[[ The records open ]]

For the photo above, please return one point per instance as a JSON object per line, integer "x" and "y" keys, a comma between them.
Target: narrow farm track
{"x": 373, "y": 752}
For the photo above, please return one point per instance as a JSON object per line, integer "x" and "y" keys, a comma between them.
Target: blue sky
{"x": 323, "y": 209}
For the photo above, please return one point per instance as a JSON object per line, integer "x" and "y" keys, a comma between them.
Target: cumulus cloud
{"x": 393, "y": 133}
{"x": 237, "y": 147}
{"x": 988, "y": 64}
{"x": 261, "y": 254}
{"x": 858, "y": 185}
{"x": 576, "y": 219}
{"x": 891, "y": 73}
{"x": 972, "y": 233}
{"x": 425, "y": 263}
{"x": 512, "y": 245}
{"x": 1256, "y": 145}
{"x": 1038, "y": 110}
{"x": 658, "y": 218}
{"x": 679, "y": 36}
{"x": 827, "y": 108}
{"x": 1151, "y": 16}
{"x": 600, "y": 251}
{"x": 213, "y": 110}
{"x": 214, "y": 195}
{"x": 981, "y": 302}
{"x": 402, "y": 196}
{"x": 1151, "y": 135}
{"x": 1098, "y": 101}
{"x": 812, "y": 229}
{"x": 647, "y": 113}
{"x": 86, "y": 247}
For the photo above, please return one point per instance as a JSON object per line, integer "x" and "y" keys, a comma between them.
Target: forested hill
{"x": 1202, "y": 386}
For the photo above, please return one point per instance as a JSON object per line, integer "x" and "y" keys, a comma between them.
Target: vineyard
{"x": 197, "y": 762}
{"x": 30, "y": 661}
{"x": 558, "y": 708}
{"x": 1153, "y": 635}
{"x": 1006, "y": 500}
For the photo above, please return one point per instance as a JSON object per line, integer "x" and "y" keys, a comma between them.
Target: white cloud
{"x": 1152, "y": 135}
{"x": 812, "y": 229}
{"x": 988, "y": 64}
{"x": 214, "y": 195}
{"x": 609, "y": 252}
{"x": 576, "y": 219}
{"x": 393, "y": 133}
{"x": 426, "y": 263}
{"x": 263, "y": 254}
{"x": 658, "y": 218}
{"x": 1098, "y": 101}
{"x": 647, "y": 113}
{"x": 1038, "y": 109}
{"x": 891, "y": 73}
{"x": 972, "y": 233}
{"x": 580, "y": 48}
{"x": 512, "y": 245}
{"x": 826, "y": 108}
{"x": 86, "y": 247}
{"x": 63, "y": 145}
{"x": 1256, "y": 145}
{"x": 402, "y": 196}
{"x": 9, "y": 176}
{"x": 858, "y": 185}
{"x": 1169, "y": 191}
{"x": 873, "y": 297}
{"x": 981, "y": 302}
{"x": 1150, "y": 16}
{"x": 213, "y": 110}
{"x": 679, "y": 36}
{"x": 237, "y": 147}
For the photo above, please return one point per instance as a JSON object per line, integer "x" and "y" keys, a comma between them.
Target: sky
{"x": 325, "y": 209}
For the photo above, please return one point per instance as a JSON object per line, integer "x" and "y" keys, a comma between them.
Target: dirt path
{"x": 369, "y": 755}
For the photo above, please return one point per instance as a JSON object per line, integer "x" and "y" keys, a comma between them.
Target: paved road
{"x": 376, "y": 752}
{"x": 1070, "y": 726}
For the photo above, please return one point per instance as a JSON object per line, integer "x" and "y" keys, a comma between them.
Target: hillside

[[ The records closed ]]

What you have to do
When the material above has been read, copy all of it exactly.

Solution to this problem
For the photo above, please return one point per instance as a JSON object per line, integer "x" and "y" keys, a comma between them.
Target: narrow farm track
{"x": 373, "y": 752}
For the photo above, please return one point per instance as a JSON object per line, integer "x" and "y" keys, a comma between them.
Target: blue sky
{"x": 323, "y": 209}
For the photo above, please return one point per instance as a JSON object per line, integer "x" and "y" keys, a comma between them.
Target: cumulus cloud
{"x": 393, "y": 133}
{"x": 237, "y": 147}
{"x": 988, "y": 64}
{"x": 261, "y": 254}
{"x": 858, "y": 185}
{"x": 576, "y": 219}
{"x": 891, "y": 73}
{"x": 972, "y": 233}
{"x": 425, "y": 263}
{"x": 512, "y": 245}
{"x": 1256, "y": 145}
{"x": 1038, "y": 110}
{"x": 658, "y": 218}
{"x": 679, "y": 36}
{"x": 827, "y": 108}
{"x": 1151, "y": 16}
{"x": 600, "y": 251}
{"x": 213, "y": 110}
{"x": 214, "y": 195}
{"x": 981, "y": 302}
{"x": 402, "y": 196}
{"x": 1151, "y": 135}
{"x": 1098, "y": 101}
{"x": 812, "y": 229}
{"x": 647, "y": 113}
{"x": 86, "y": 247}
For the photo above, please return one point per instance as a JSON object per line, integer "x" and "y" keys, a comma between them.
Target: forested hill
{"x": 1202, "y": 386}
For the photo above, please return one point per instance as a JSON object per line, integer "x" and "y" keys, a comma between them.
Target: vineyard
{"x": 197, "y": 762}
{"x": 30, "y": 661}
{"x": 558, "y": 708}
{"x": 1153, "y": 635}
{"x": 1006, "y": 500}
For the photo above, please return one point per instance as a JSON object per line, integer "x" and "y" keys, a comma between them.
Target: white cloud
{"x": 1152, "y": 135}
{"x": 812, "y": 229}
{"x": 988, "y": 64}
{"x": 214, "y": 195}
{"x": 609, "y": 252}
{"x": 576, "y": 219}
{"x": 393, "y": 133}
{"x": 426, "y": 263}
{"x": 263, "y": 254}
{"x": 658, "y": 218}
{"x": 1098, "y": 101}
{"x": 647, "y": 113}
{"x": 1038, "y": 109}
{"x": 891, "y": 73}
{"x": 972, "y": 233}
{"x": 580, "y": 48}
{"x": 512, "y": 245}
{"x": 826, "y": 108}
{"x": 86, "y": 247}
{"x": 63, "y": 145}
{"x": 1256, "y": 145}
{"x": 402, "y": 196}
{"x": 9, "y": 176}
{"x": 858, "y": 185}
{"x": 1169, "y": 191}
{"x": 873, "y": 297}
{"x": 981, "y": 302}
{"x": 1150, "y": 16}
{"x": 213, "y": 110}
{"x": 679, "y": 36}
{"x": 237, "y": 147}
For the photo above, please return one point per instance as a JSON object per line, integer "x" and "y" keys, a comma between them.
Target: sky
{"x": 325, "y": 209}
For the photo above, please return one point per instance as a JSON object per line, integer "x" and "y" keys, a comma between them.
Target: dirt path
{"x": 369, "y": 755}
For the photo above, please return one point per instance as a JSON object per line, integer "x" and "y" keys, a comma between them.
Target: paved road
{"x": 376, "y": 752}
{"x": 1070, "y": 726}
For the photo above, please return one point per instance as a JSON object per line, integer "x" and "y" keys, a comma between them.
Target: hillside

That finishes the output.